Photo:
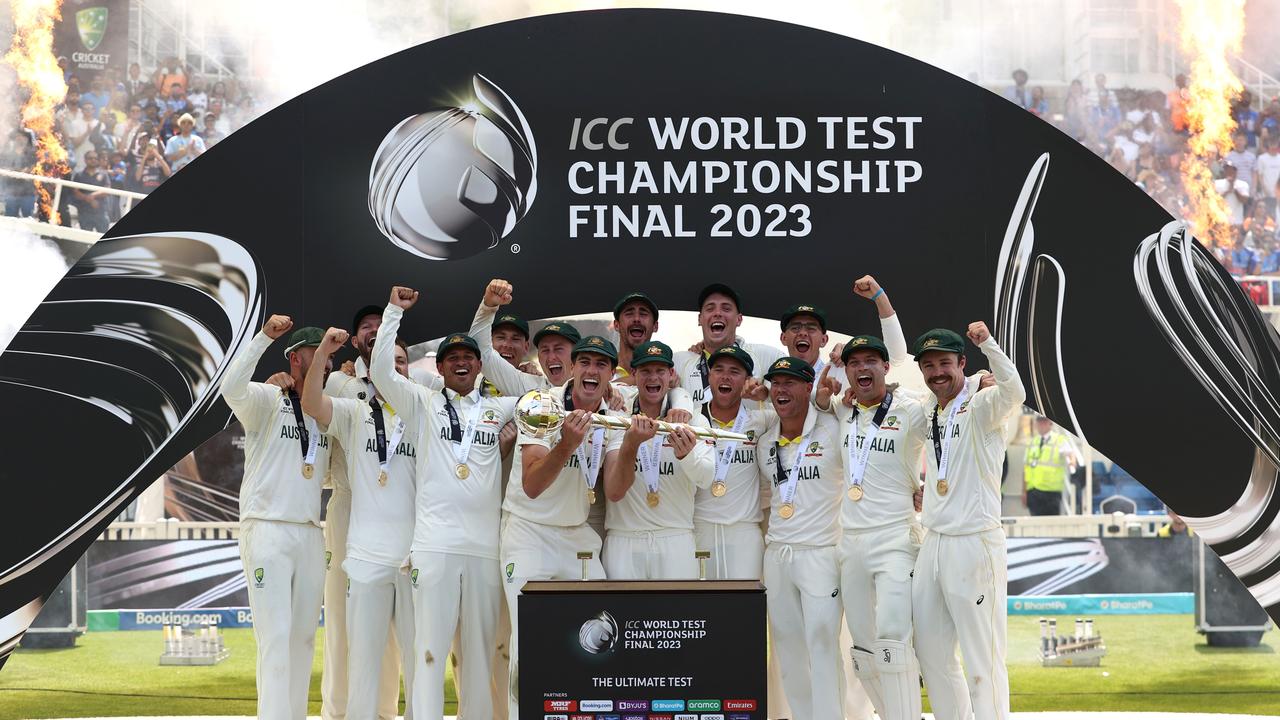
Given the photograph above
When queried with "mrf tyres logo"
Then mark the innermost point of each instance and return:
(451, 182)
(598, 634)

◆ **Aim of the task**
Rescale the records above by writing every line again, requests included but picture lines left out. Multiply each point coordinate in the answers by 0.85 and round to whole numbers, with halves rounding up.

◆ **Finished answer**
Photo:
Given the photograph above
When queried with "mrf tyres logo"
Then mark the innermost point of each instance and return:
(383, 155)
(508, 539)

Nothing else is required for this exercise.